━━━━━ TEXT SEGMENT

The workshop conducted by the Australia Health Research Alliance agreed that while the principles of CCI are increasingly accepted in the research community, much more work needs to be done to support wider adoption, demonstrate its value and measure its impact.
Co-chair of AHRA’s national CCI intiative, Professor Gary Geelhoed, said there was evidently enormous passion amongst many researchers and health administrators for CCI.
“The workshop reiterated that in order to achieve faster translation of research into clinical practice you have to have consumers involved in every stage – from determining the best question for the research through to implementation of the answers in primary and hospital care.”
Professor Geelhoed, who is also the Executive Director of the Western Australian Health Translation Network (WAHTN), said there was a wide variation between the states in both the level of CCI activity and the methods used to achieve it.
“While it’s really taken hold in some jurisdictions and they have a more evolved system, in other places there’s quite a long way to go with CCI.
“It’s one of these ideas that slowly grows over many years and and we need to take all the good things we are doing with CCI across Australia and share them. I’m sure that out of this meeting there will be much more collaboration realised.”
AHRA is conducting a review of CCI activity in Australia and recently completed a survey of almost a thousand people in the sector.
Sydney Health Partners is co-leading the AHRA CCI initiative and its Chief Operating Officer, Aisling Forrest, described the findings of the survey as a great encouragement to all those committed to promoting CCI in Australia.
“The survey tells us very clearly that consumer and community involvement in health and medical research is valued by researchers, health professionals and – importantly – by consumer and community members,” said Ms Forrest.
She said the survey also indicates that while there are a wide range of tools and resources available to support CCI, “there are opportunities to increase awareness and provide simpler pathways for consumers and the community to become involved.”
SHP consumer representative, Mohit Kumar, said it was obvious from the workshop that there is now general acceptance of the value consumers can bring to research.
“This way we are not just delivering better health outcomes, we are also being smarter about the way we spend public funds.”
The Australian Health Research Alliance is the peak national body representing Australia’s network of Advanced Health Research and Translation Centres, including WAHTN and SHP, and Centres for Innovation in Regional Health. The centres are accredited by the National Health and Medical Research Council and together aim to accelerate the translation of research innovations into health care improvements.

━━━━━━━━━━

» THINGS TO DO
a - Translate this sentence from the workshop report into Spanish: "AHRA is conducting a review of CCI activity in Australia and recently completed a survey of almost a thousand people in the sector."
b - Reproduce word for word the part of the workshop report that opens with the words containing "Sydney Health Partners" and closes with "said Ms Forrest.".
The rows that come next are separate material, unrelated to the workshop report.

━━━━━ LISTED ENTRIES

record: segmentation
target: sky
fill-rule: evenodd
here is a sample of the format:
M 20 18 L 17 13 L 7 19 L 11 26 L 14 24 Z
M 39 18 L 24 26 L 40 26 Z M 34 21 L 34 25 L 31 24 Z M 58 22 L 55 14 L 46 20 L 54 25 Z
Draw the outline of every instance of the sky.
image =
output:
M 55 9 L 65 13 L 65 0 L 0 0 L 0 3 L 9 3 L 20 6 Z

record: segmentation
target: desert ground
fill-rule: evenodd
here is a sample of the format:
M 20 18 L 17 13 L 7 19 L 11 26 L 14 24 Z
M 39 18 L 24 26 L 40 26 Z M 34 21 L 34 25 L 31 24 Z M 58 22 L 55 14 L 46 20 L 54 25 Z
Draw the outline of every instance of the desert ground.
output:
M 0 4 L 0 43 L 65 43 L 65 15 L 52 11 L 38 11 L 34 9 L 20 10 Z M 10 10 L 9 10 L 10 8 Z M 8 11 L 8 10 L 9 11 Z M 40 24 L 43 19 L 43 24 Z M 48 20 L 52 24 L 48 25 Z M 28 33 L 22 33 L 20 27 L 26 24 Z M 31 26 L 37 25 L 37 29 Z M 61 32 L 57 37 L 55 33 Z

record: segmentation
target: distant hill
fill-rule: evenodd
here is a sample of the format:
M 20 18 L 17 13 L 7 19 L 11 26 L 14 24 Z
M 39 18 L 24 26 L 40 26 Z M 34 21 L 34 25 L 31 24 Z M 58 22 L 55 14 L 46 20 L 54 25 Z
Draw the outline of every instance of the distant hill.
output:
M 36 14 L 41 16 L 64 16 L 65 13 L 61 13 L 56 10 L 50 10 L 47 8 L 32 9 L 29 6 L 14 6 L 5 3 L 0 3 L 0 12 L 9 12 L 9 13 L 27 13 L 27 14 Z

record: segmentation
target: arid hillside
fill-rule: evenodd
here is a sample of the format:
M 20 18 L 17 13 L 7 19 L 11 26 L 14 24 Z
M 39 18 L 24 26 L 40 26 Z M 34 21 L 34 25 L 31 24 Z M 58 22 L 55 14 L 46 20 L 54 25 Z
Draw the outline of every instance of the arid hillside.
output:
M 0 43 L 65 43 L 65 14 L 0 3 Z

━━━━━━━━━━
━━━━━ LISTED ENTRIES

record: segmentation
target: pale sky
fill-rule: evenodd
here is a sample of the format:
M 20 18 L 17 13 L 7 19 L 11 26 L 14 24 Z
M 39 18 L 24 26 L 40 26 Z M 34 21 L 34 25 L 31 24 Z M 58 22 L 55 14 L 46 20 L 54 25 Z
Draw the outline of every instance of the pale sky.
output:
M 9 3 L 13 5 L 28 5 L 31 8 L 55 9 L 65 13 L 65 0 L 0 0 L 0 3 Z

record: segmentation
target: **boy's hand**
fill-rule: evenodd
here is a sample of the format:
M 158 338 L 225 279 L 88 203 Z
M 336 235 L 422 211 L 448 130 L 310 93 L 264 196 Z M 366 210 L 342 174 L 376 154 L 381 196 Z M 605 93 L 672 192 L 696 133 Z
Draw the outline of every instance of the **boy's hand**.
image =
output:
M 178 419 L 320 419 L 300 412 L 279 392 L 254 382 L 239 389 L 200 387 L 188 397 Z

━━━━━━━━━━

» ANSWERS BELOW
a - La AHRA está llevando a cabo una revisión de la actividad de CCI en Australia y recientemente completó una encuesta a casi mil personas del sector.

b -
Sydney Health Partners is co-leading the AHRA CCI initiative and its Chief Operating Officer, Aisling Forrest, described the findings of the survey as a great encouragement to all those committed to promoting CCI in Australia.
“The survey tells us very clearly that consumer and community involvement in health and medical research is valued by researchers, health professionals and – importantly – by consumer and community members,” said Ms Forrest.